[Data for the task]
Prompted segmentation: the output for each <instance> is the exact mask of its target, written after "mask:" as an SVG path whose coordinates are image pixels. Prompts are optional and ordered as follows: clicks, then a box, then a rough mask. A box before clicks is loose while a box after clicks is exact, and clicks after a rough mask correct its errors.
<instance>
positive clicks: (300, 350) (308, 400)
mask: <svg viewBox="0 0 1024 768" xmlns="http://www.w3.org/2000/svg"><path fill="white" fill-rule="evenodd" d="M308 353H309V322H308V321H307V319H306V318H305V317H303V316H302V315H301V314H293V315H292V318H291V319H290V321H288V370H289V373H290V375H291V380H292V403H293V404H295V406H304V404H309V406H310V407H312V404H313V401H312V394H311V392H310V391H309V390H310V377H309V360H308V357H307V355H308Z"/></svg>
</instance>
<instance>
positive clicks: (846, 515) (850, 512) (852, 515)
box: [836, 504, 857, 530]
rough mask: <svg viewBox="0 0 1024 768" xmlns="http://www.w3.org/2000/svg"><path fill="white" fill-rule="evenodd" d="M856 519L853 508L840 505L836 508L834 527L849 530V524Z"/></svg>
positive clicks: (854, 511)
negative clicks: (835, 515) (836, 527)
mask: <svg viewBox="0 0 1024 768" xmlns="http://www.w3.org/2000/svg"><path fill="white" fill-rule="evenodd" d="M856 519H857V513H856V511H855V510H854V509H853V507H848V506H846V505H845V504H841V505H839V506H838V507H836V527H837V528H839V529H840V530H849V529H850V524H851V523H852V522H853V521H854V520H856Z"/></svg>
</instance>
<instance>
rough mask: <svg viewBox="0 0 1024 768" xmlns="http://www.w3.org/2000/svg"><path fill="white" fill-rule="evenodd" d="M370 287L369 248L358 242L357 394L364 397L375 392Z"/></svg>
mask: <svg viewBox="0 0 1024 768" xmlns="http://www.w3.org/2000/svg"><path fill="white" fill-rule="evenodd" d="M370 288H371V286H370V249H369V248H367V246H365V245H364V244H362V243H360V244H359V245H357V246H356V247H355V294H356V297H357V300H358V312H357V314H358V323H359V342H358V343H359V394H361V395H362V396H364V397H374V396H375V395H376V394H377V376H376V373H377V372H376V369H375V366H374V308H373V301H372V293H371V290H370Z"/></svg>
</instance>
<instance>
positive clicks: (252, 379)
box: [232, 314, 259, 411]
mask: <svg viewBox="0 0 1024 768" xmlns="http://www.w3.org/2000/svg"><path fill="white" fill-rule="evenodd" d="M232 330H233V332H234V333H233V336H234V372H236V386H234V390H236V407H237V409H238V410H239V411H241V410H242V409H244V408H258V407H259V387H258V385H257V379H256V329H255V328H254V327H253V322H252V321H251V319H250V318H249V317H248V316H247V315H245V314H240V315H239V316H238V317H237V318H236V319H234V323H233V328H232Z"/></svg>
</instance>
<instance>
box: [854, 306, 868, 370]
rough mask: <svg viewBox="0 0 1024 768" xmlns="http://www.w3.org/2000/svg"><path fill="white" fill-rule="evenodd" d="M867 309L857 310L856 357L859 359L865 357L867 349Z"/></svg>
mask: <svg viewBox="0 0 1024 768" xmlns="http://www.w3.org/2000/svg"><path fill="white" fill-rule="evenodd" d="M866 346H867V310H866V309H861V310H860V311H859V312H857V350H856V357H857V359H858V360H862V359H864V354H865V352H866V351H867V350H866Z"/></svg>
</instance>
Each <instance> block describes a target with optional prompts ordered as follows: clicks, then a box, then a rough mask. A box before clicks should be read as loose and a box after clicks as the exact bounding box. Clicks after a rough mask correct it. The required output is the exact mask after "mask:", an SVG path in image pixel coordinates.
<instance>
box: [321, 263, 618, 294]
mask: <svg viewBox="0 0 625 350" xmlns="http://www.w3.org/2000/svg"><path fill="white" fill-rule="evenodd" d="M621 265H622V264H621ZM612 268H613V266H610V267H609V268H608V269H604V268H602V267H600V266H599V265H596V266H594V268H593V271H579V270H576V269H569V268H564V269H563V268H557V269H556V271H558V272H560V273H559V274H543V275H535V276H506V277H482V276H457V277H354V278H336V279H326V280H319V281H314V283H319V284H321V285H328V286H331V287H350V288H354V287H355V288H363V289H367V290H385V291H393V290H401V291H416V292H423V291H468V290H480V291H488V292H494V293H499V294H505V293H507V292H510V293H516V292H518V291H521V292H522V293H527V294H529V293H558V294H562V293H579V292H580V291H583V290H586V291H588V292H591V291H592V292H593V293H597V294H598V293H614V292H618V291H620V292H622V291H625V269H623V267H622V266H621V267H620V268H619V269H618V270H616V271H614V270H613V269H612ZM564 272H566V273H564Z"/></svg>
[/Data for the task]
— Problem details —
Copy all of the records above word for word and line for line.

— Output for this exercise —
Prompted segmentation: the output for each <instance> is the exact mask of its target, written after "mask:" as an SVG path whose coordinates are image pixels. Prompts are optional and ordered as follows: clicks, then a box, then a rough mask. A box before clicks is loose while a box after clicks is exact, and clicks after a rough mask correct its errors.
<instance>
positive clicks: (300, 350) (308, 400)
mask: <svg viewBox="0 0 1024 768" xmlns="http://www.w3.org/2000/svg"><path fill="white" fill-rule="evenodd" d="M308 353H309V322H308V321H307V319H306V318H305V317H303V316H302V315H301V314H293V315H292V318H291V319H290V321H288V370H289V373H290V375H291V380H292V403H293V404H295V406H304V404H309V406H310V407H312V404H313V401H312V394H311V392H310V391H309V390H310V377H309V360H308V357H307V355H308Z"/></svg>
</instance>
<instance>
positive clicks: (846, 515) (850, 512) (852, 515)
box: [836, 504, 857, 530]
rough mask: <svg viewBox="0 0 1024 768" xmlns="http://www.w3.org/2000/svg"><path fill="white" fill-rule="evenodd" d="M856 519L853 508L840 505L836 508L834 527L849 530V524Z"/></svg>
positive clicks: (854, 511)
negative clicks: (835, 515) (836, 527)
mask: <svg viewBox="0 0 1024 768" xmlns="http://www.w3.org/2000/svg"><path fill="white" fill-rule="evenodd" d="M856 519H857V513H856V511H855V510H854V509H853V507H848V506H846V505H845V504H841V505H839V506H838V507H836V527H837V528H839V529H840V530H849V529H850V524H851V523H852V522H853V521H854V520H856Z"/></svg>
</instance>
<instance>
rough mask: <svg viewBox="0 0 1024 768" xmlns="http://www.w3.org/2000/svg"><path fill="white" fill-rule="evenodd" d="M370 287L369 248L358 242L357 394L364 397L375 392Z"/></svg>
mask: <svg viewBox="0 0 1024 768" xmlns="http://www.w3.org/2000/svg"><path fill="white" fill-rule="evenodd" d="M370 288H371V286H370V249H369V248H367V246H365V245H364V244H362V243H360V244H359V245H357V246H356V247H355V294H356V297H357V300H358V312H357V314H358V323H359V342H358V343H359V394H361V395H362V396H364V397H374V396H375V395H376V394H377V376H376V373H377V372H376V369H375V366H374V308H373V301H372V293H371V290H370Z"/></svg>
</instance>
<instance>
positive clicks: (252, 379)
box: [232, 314, 259, 411]
mask: <svg viewBox="0 0 1024 768" xmlns="http://www.w3.org/2000/svg"><path fill="white" fill-rule="evenodd" d="M232 330H233V332H234V333H233V336H234V372H236V386H234V390H236V407H237V409H238V410H239V411H241V410H242V409H244V408H258V407H259V387H258V385H257V379H256V329H255V328H254V327H253V322H252V321H251V319H250V318H249V317H248V316H247V315H245V314H240V315H239V316H238V317H237V318H236V319H234V323H233V328H232Z"/></svg>
</instance>
<instance>
box: [854, 306, 868, 370]
rough mask: <svg viewBox="0 0 1024 768" xmlns="http://www.w3.org/2000/svg"><path fill="white" fill-rule="evenodd" d="M867 309L857 310L856 357L859 359L865 357L867 349Z"/></svg>
mask: <svg viewBox="0 0 1024 768" xmlns="http://www.w3.org/2000/svg"><path fill="white" fill-rule="evenodd" d="M866 346H867V310H866V309H861V310H860V311H859V312H857V350H856V357H857V359H858V360H862V359H864V354H865V352H866V351H867V350H866Z"/></svg>
</instance>
Each <instance> block describes a target with optional prompts ordered as follows: clicks, then a box, then a rough mask. A box before clicks should be read as loose and a box after clicks as the exact bounding box. Clicks after a rough mask correct it. The required output is the exact mask after "mask:", an SVG path in image pixel coordinates.
<instance>
box: [321, 263, 618, 294]
mask: <svg viewBox="0 0 625 350" xmlns="http://www.w3.org/2000/svg"><path fill="white" fill-rule="evenodd" d="M621 265H622V264H621ZM612 268H613V266H610V267H609V268H608V269H604V268H602V267H600V266H599V265H596V266H594V268H593V271H579V270H576V269H569V268H564V269H563V268H557V269H556V271H558V272H560V273H559V274H543V275H535V276H506V277H482V276H457V277H354V278H336V279H326V280H319V281H314V283H319V284H321V285H328V286H331V287H350V288H354V287H355V288H363V289H367V290H385V291H393V290H401V291H416V292H423V291H468V290H480V291H488V292H494V293H499V294H505V293H507V292H510V293H516V292H518V291H521V292H522V293H527V294H529V293H558V294H562V293H579V292H580V291H583V290H586V291H588V292H591V291H592V292H593V293H597V294H598V293H614V292H618V291H620V292H622V291H625V269H623V267H622V266H621V267H620V268H619V269H618V270H616V271H614V270H613V269H612ZM564 272H566V273H564Z"/></svg>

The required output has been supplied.